▶ Extracted entries:
===============
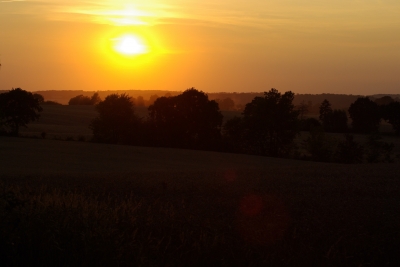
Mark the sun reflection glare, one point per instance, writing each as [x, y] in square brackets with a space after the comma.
[129, 45]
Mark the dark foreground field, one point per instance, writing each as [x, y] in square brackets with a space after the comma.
[81, 204]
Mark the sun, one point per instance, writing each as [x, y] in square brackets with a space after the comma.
[129, 45]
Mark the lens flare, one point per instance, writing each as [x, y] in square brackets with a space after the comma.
[129, 45]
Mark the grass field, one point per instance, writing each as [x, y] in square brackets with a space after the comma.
[82, 204]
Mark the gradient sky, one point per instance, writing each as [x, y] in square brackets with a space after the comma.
[307, 46]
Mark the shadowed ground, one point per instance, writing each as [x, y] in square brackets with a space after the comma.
[83, 204]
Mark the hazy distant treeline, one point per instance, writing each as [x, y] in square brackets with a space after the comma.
[147, 97]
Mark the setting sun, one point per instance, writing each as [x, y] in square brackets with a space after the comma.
[129, 45]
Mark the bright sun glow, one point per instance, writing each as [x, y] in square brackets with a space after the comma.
[129, 45]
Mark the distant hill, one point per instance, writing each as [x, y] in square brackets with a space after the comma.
[338, 101]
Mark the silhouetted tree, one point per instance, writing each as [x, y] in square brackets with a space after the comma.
[349, 151]
[333, 120]
[18, 108]
[365, 115]
[95, 99]
[270, 123]
[85, 100]
[188, 120]
[116, 122]
[39, 97]
[308, 124]
[319, 146]
[391, 114]
[225, 104]
[234, 133]
[152, 99]
[303, 109]
[325, 110]
[385, 100]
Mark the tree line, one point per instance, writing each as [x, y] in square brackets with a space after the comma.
[267, 126]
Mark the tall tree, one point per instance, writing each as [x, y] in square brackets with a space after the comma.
[391, 114]
[116, 122]
[325, 112]
[271, 123]
[18, 107]
[365, 115]
[187, 120]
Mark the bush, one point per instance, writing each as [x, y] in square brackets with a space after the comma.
[349, 151]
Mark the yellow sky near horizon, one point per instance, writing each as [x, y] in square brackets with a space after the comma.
[312, 46]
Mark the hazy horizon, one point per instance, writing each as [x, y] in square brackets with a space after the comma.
[307, 47]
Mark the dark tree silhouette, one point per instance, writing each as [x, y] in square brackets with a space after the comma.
[18, 108]
[324, 111]
[391, 114]
[85, 100]
[365, 115]
[225, 104]
[333, 120]
[95, 99]
[116, 122]
[187, 120]
[40, 98]
[234, 133]
[385, 100]
[349, 151]
[303, 109]
[270, 124]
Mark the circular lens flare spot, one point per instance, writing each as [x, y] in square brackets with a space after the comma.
[129, 45]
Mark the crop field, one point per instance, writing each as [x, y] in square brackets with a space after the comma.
[83, 204]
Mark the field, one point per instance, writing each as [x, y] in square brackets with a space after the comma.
[63, 121]
[82, 204]
[69, 203]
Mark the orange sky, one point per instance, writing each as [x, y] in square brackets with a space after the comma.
[315, 46]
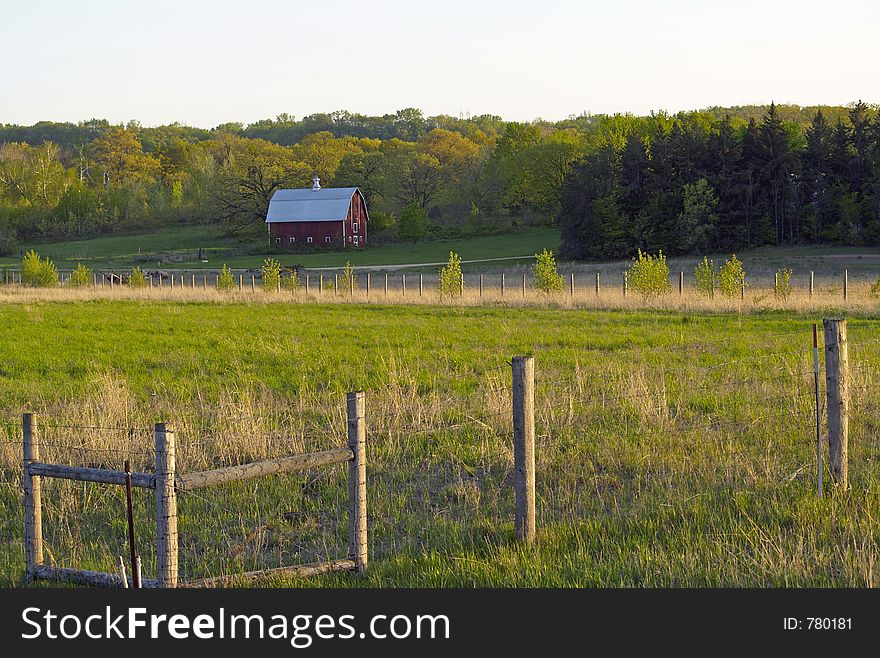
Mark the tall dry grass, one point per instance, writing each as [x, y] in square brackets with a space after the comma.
[755, 300]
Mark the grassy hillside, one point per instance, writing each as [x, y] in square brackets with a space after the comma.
[673, 449]
[179, 247]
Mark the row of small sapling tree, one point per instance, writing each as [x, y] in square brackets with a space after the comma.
[647, 276]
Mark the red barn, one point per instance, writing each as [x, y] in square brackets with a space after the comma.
[318, 217]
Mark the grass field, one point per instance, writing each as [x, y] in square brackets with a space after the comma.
[178, 248]
[674, 449]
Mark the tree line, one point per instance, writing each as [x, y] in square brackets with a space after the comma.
[612, 182]
[698, 183]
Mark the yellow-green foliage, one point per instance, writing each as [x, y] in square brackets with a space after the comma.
[705, 276]
[782, 286]
[225, 280]
[271, 274]
[137, 279]
[80, 277]
[349, 278]
[450, 280]
[290, 282]
[547, 278]
[38, 272]
[732, 277]
[649, 275]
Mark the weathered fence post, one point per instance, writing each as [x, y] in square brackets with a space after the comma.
[357, 479]
[166, 508]
[524, 446]
[33, 512]
[837, 398]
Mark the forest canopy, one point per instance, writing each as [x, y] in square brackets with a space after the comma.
[717, 178]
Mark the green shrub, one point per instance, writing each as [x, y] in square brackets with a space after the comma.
[137, 278]
[782, 285]
[290, 282]
[732, 278]
[37, 272]
[80, 277]
[450, 282]
[649, 275]
[271, 275]
[225, 280]
[706, 277]
[349, 278]
[547, 278]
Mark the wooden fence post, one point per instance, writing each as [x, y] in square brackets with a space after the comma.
[357, 479]
[33, 512]
[524, 446]
[837, 399]
[166, 508]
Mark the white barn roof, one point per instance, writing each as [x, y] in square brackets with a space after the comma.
[327, 204]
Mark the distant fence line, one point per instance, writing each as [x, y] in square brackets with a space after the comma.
[509, 285]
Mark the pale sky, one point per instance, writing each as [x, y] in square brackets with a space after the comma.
[205, 63]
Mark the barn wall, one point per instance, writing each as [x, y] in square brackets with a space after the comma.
[301, 231]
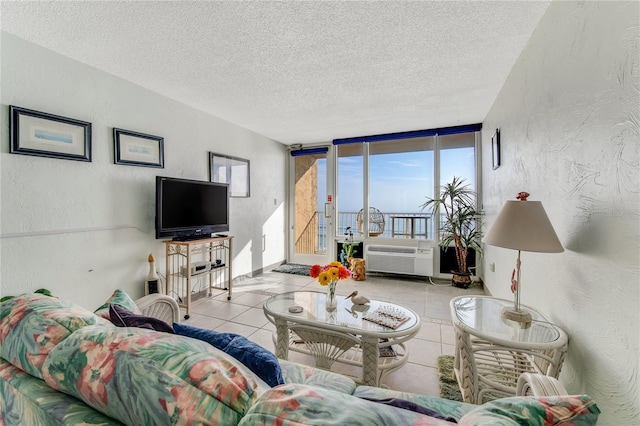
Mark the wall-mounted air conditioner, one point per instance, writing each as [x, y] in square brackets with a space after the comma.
[399, 259]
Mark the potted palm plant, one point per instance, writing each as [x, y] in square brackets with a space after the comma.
[460, 227]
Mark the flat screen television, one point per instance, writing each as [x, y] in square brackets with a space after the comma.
[190, 209]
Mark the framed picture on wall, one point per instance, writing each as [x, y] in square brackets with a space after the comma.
[138, 149]
[231, 170]
[47, 135]
[495, 149]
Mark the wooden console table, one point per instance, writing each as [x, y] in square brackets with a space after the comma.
[207, 259]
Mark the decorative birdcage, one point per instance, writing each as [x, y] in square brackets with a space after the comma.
[376, 222]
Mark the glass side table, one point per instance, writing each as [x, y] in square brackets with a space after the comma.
[492, 353]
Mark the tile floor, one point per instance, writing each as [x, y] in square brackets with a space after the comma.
[243, 315]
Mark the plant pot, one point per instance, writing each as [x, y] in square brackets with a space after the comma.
[461, 279]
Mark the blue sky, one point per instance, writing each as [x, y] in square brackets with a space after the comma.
[399, 183]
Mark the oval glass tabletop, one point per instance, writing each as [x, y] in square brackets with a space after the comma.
[482, 317]
[346, 317]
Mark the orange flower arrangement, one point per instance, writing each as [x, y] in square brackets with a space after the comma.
[328, 275]
[332, 272]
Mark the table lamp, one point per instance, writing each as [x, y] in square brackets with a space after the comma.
[524, 226]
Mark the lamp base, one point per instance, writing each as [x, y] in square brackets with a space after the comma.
[520, 316]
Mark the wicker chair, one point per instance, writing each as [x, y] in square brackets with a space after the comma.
[376, 222]
[159, 306]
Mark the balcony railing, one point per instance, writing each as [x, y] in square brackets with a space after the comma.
[397, 225]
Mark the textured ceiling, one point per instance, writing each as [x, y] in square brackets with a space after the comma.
[298, 72]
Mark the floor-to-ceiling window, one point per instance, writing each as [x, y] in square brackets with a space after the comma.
[401, 175]
[383, 180]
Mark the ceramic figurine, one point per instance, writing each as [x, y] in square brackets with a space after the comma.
[357, 300]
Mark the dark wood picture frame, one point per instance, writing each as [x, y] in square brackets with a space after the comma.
[495, 149]
[232, 170]
[137, 149]
[47, 135]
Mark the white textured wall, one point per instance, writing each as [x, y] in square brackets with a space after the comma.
[44, 201]
[569, 120]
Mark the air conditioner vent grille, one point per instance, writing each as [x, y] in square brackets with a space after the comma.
[389, 249]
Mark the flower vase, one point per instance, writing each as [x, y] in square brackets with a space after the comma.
[332, 301]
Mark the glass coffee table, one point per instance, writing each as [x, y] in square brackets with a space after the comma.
[342, 335]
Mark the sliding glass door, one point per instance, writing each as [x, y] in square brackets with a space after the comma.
[311, 213]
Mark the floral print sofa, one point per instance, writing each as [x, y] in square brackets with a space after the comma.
[61, 364]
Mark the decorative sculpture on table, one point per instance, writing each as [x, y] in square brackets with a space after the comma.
[357, 299]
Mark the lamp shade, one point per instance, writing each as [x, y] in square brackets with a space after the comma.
[523, 225]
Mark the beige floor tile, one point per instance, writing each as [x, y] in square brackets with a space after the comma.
[225, 311]
[233, 327]
[253, 317]
[448, 334]
[424, 352]
[414, 378]
[263, 338]
[250, 299]
[429, 331]
[448, 349]
[203, 321]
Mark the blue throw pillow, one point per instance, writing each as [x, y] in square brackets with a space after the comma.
[256, 358]
[121, 317]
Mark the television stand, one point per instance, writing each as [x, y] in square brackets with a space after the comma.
[185, 260]
[196, 237]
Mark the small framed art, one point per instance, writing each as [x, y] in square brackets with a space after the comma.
[231, 170]
[47, 135]
[138, 149]
[495, 149]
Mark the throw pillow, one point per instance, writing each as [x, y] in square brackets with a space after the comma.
[256, 358]
[119, 297]
[120, 317]
[411, 406]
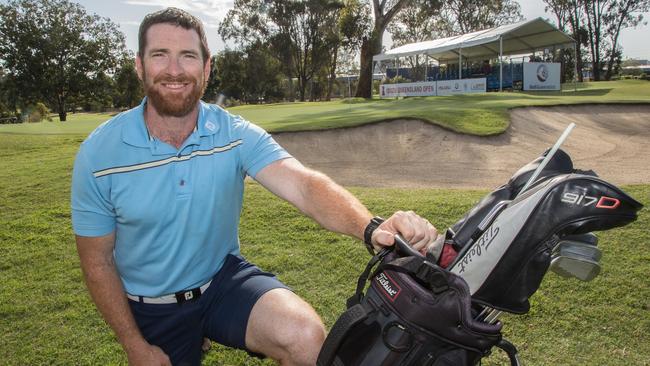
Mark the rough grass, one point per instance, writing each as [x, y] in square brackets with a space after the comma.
[47, 318]
[475, 114]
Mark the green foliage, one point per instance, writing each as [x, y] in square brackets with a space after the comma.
[128, 91]
[299, 34]
[251, 76]
[38, 112]
[48, 318]
[53, 49]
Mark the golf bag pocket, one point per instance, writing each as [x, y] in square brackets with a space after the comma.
[506, 263]
[413, 313]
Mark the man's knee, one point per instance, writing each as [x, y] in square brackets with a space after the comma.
[286, 328]
[305, 341]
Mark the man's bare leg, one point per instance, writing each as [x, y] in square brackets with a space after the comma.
[284, 327]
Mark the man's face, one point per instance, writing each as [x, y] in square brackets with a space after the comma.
[172, 70]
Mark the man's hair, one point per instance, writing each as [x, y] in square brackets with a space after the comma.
[177, 17]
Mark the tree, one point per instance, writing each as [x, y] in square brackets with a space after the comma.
[466, 16]
[53, 47]
[384, 12]
[128, 89]
[571, 19]
[622, 14]
[296, 32]
[251, 75]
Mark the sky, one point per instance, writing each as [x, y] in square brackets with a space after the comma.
[128, 14]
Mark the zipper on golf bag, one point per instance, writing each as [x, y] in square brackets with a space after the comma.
[391, 324]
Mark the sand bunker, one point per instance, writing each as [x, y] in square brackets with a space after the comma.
[613, 140]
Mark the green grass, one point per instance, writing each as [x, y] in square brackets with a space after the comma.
[47, 317]
[476, 114]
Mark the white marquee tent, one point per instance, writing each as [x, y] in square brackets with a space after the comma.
[524, 37]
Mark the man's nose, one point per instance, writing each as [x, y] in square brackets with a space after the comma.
[174, 66]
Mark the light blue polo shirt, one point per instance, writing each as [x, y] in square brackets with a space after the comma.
[175, 212]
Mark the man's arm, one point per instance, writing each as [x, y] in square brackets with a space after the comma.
[105, 287]
[338, 210]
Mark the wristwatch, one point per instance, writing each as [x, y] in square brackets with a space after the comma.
[367, 233]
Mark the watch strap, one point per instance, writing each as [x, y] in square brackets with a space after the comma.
[367, 233]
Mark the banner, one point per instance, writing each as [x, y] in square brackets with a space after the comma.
[429, 88]
[541, 76]
[462, 86]
[423, 89]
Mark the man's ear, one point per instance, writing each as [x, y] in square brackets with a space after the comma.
[139, 68]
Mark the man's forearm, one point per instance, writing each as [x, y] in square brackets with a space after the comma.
[317, 196]
[333, 206]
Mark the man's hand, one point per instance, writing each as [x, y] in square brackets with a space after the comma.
[147, 355]
[416, 230]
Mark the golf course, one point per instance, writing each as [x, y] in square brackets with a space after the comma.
[436, 156]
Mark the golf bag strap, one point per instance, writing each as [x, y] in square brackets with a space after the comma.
[423, 270]
[348, 319]
[363, 279]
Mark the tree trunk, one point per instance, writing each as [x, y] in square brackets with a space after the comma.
[332, 78]
[61, 107]
[302, 86]
[369, 48]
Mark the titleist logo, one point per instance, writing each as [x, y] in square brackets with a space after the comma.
[391, 289]
[481, 245]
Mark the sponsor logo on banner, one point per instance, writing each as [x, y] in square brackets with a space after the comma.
[463, 86]
[541, 76]
[442, 87]
[408, 90]
[391, 289]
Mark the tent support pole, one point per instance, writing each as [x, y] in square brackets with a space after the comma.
[501, 63]
[460, 63]
[426, 67]
[575, 67]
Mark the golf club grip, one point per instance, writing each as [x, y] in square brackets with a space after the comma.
[405, 248]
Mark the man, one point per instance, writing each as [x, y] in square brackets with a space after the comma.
[156, 198]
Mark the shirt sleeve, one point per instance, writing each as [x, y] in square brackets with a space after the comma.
[259, 149]
[92, 211]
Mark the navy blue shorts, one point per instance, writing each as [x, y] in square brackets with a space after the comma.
[220, 314]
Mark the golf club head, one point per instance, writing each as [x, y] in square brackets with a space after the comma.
[577, 256]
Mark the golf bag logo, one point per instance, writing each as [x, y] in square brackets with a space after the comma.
[481, 245]
[390, 288]
[581, 199]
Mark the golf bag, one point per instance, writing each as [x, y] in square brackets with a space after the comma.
[442, 309]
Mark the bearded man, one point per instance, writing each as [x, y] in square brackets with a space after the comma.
[156, 199]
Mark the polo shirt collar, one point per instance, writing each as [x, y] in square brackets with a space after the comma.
[207, 123]
[135, 132]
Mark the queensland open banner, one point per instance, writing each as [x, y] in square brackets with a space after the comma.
[462, 86]
[431, 88]
[541, 76]
[423, 89]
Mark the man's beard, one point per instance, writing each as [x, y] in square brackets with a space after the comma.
[173, 105]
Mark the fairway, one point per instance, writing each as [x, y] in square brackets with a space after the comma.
[474, 114]
[47, 317]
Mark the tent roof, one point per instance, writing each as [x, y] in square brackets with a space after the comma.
[518, 38]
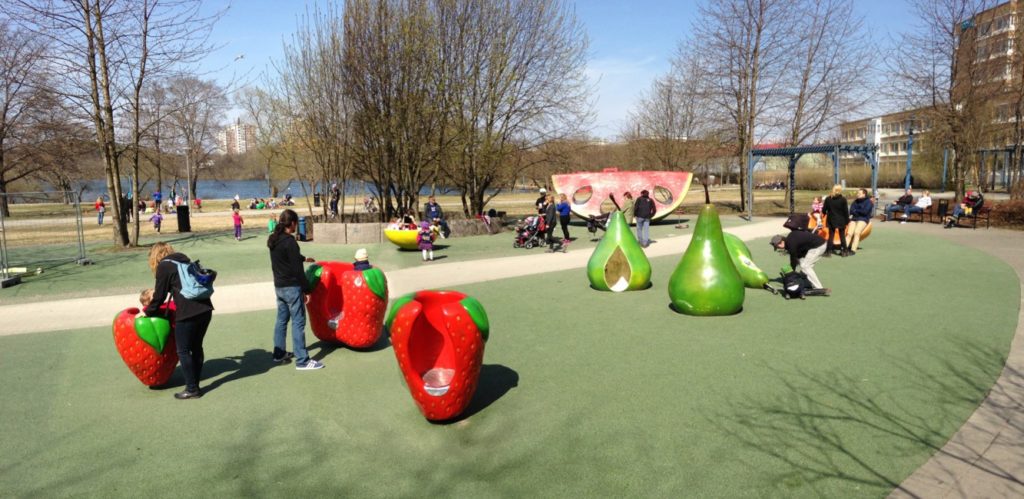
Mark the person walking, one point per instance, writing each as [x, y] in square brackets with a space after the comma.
[644, 210]
[100, 209]
[192, 317]
[238, 221]
[628, 207]
[837, 214]
[292, 288]
[860, 213]
[564, 211]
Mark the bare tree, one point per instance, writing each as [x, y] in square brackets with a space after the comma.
[513, 72]
[198, 111]
[834, 68]
[748, 45]
[939, 69]
[23, 91]
[311, 75]
[104, 52]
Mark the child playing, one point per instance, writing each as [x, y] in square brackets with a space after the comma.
[237, 219]
[426, 240]
[816, 207]
[157, 218]
[361, 260]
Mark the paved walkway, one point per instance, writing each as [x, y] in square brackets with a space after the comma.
[985, 458]
[91, 312]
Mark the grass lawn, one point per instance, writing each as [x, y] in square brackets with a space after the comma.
[126, 271]
[583, 393]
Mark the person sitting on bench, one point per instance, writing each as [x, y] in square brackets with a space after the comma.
[924, 202]
[900, 205]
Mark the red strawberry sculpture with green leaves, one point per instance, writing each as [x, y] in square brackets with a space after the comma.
[146, 345]
[346, 305]
[438, 339]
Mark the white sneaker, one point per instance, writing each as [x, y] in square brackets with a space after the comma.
[309, 366]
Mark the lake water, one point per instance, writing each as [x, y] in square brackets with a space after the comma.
[244, 189]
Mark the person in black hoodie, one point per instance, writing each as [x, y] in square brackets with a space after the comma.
[860, 213]
[292, 289]
[838, 213]
[192, 318]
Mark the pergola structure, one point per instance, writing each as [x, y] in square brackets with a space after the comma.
[869, 152]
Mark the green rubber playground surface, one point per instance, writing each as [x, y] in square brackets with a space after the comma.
[582, 393]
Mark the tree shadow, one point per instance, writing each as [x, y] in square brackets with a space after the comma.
[817, 427]
[496, 380]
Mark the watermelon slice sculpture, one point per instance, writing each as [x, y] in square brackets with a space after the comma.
[589, 190]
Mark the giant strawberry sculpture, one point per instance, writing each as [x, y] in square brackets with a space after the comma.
[346, 305]
[146, 345]
[438, 339]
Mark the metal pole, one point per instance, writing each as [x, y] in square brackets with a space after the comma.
[909, 155]
[945, 161]
[3, 243]
[750, 185]
[836, 166]
[793, 181]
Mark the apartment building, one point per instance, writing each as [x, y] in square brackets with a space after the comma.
[237, 138]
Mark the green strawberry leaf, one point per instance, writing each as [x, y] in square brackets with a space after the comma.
[375, 279]
[312, 275]
[154, 330]
[479, 317]
[397, 304]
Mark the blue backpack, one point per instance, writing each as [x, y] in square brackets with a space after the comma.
[197, 283]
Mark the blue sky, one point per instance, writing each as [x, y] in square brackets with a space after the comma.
[631, 42]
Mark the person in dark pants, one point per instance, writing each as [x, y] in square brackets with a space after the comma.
[564, 210]
[837, 212]
[550, 219]
[292, 288]
[192, 318]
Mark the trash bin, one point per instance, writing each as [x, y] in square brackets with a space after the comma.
[184, 224]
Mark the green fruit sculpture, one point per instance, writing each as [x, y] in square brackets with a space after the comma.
[752, 275]
[619, 262]
[706, 281]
===============
With both ends included, please retype exactly the lines from the line containing "Mark the trash" to the final line of the data.

▶ Written solution:
Mark the trash bin, one point per instance, writing each as [x, y] in square brackets with a space after the comma.
[184, 224]
Mark the green fruit sculpture, one point per instance, writing each as [x, y] in square brackets with a space after the comma.
[752, 275]
[619, 262]
[706, 281]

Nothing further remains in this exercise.